### Information shown ###
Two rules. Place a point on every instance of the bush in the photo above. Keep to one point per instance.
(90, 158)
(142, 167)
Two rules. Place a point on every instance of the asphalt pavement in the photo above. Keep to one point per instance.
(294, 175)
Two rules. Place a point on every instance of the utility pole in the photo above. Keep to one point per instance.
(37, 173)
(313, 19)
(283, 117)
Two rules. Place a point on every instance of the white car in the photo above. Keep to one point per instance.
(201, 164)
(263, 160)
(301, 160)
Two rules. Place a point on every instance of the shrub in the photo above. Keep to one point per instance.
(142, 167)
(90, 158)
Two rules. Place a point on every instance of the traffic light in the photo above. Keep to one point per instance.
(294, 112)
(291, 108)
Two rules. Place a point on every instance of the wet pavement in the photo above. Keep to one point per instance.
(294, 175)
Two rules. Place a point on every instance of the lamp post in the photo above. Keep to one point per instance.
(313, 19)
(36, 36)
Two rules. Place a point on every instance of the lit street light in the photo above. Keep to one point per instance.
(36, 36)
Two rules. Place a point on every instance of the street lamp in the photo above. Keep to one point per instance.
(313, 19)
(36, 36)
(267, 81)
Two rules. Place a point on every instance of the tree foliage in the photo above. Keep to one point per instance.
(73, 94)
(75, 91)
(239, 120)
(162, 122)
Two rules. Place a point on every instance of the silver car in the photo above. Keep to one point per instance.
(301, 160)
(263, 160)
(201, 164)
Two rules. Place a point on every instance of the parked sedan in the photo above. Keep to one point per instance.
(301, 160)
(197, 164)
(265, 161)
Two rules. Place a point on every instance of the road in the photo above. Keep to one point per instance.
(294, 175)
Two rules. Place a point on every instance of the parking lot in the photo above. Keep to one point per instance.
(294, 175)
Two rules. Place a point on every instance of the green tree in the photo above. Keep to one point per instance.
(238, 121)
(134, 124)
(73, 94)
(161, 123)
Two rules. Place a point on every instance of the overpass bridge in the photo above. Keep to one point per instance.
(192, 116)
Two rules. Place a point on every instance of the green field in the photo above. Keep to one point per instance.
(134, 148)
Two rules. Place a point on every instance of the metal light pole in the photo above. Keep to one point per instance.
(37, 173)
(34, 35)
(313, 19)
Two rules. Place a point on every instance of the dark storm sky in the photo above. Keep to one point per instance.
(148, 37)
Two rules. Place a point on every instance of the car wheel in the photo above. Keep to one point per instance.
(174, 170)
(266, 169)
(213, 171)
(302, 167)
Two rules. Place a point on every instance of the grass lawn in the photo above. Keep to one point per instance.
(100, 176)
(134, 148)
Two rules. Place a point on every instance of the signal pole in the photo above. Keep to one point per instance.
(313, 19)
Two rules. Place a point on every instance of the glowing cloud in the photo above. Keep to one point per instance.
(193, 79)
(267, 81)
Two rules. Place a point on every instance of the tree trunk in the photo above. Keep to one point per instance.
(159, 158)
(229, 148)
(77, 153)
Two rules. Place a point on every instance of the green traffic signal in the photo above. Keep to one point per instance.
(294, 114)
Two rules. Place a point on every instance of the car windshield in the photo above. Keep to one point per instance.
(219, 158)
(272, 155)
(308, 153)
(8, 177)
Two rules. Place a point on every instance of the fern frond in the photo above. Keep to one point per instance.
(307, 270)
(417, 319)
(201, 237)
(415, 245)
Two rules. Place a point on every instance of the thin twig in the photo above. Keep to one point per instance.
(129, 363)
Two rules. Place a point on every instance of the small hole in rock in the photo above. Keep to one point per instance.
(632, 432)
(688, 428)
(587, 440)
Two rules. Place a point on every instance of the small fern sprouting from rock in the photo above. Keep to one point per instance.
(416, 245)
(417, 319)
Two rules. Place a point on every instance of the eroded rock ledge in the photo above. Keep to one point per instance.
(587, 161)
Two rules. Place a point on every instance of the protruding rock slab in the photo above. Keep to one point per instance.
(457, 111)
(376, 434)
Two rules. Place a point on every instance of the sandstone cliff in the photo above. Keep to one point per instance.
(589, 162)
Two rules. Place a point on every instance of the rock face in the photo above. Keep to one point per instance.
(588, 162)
###
• **What to work on**
Give back all of the entries above word for word, with nothing changed or left out.

• **Reply to the exercise**
Two rules. Place a point on every instance of the bush in the photo above. Keep to one point per instance.
(90, 158)
(142, 167)
Two rules. Place a point on every instance of the asphalt pavement in the photo above. Keep to one point per instance.
(294, 175)
Two rules. Place a point on every instance of the utility pole in the photo above. Keep to one point per instance.
(37, 173)
(313, 19)
(283, 117)
Two rules. Place a point on every instance of the white car in the photo above. Keep to one point per instance.
(201, 164)
(263, 160)
(301, 160)
Two rules. Place a point on every instance of the shrub in the photo above. Keep to one point per instance.
(142, 167)
(90, 158)
Two rules. Place a point on every instance of the traffic light in the photo above. Keep to one point per instance.
(294, 112)
(291, 108)
Two rules. Place a point on every instance of the wet pavement in the photo above. Keep to one point per instance.
(294, 175)
Two rules. Place a point on every instance of the lamp post in the photo above. Keep to one point per instance.
(313, 19)
(36, 36)
Two rules. Place a point on every instance of the lit street light in the photo above. Keep to one point per instance.
(36, 36)
Two rules. Place a point on every instance of the street lamp in the photo above. Keep to one point per instance.
(313, 19)
(36, 36)
(267, 81)
Two rules. Place a point on every instance of the tree foliage in the photo above. Keep to one point per instance.
(73, 94)
(75, 91)
(239, 120)
(162, 122)
Two rules. Place a point on every instance of the silver car in the photo above. Keep to one point per instance.
(301, 160)
(263, 160)
(201, 164)
Two rules. Place a point on every instance of the parked sedan in the photo above. Keep to one point per instance.
(301, 160)
(197, 164)
(265, 161)
Two rules. Place a point on every instance of the road in the photo above. Keep to one point per instance.
(294, 175)
Two rules. Place a point on every instance of the parking lot in the photo above. Keep to one point per instance.
(294, 175)
Two rules. Place a point on every instance of the green tree in the photo above. Keep to one point per instance.
(238, 121)
(134, 124)
(73, 94)
(161, 123)
Two rules. Place a point on every instance of the overpass bridge in the photo above. Keep to one point per instance.
(192, 116)
Two rules. Place a point on every instance of the green field in the photo above. Keep to one point per instance.
(134, 148)
Two rules. Place a point on every instance of the metal light pole in the photo above. Keep to one point per instance.
(37, 173)
(34, 35)
(313, 19)
Two rules. Place a point on every instance of the dark storm sky in the photo above. Keep to one point per instance.
(148, 37)
Two rules. Place a point on every instance of the car wheel in the photo above. Keep to one point per instance.
(174, 170)
(266, 169)
(213, 171)
(302, 167)
Two rules. Place a point on every instance of the grass lawn in the photo above. Keep to one point per instance.
(100, 176)
(134, 148)
Two rules. Place a point on every instance of the signal pole in the photo above. Keep to one point per instance.
(313, 19)
Two rules. Place a point on every instance of the glowing cloud in the photo above. Keep to one point per instance.
(193, 79)
(267, 81)
Two rules. Place a point on every instance of the tree trunk in the photo above. Keep to one point per instance.
(159, 158)
(229, 148)
(77, 153)
Two rules. Place a point on every instance of the green traffic signal in the photo above. Keep to one point per instance.
(294, 114)
Two rules. Place a point on every instance of the car windshield in the photo above. Keep to one point per instance.
(219, 158)
(272, 155)
(308, 153)
(8, 177)
Two rules. Place a point on every instance of the fern frond in the photo above. Keep to one point per instance.
(307, 270)
(417, 319)
(201, 237)
(415, 245)
Two rules. Place a point on every instance of the thin twig in the photo above. Keep to one point per instance.
(129, 363)
Two rules. Place a point on every instance of the small hole in rock in the photo above. Keep to one point per instance.
(632, 432)
(688, 428)
(587, 440)
Two rules. Place a point on every instance of the small fern sprouting from rock in the photo above. Keep to one point per instance.
(416, 245)
(417, 319)
Two rules. Place a point on every instance of the eroded rock ledge in the photo above. Keep to one point per instance.
(587, 161)
Two rules. Place a point on every instance of the protruding rock slab in the photo above. Keep to one point per instance.
(457, 111)
(376, 434)
Two rules. Place a point on every instance of the sandstone cliff in the photo above. Keep to one point per instance.
(589, 162)
Two rules. Place a point on every instance of the rock face in the photo above. Keep to one point per instance.
(588, 162)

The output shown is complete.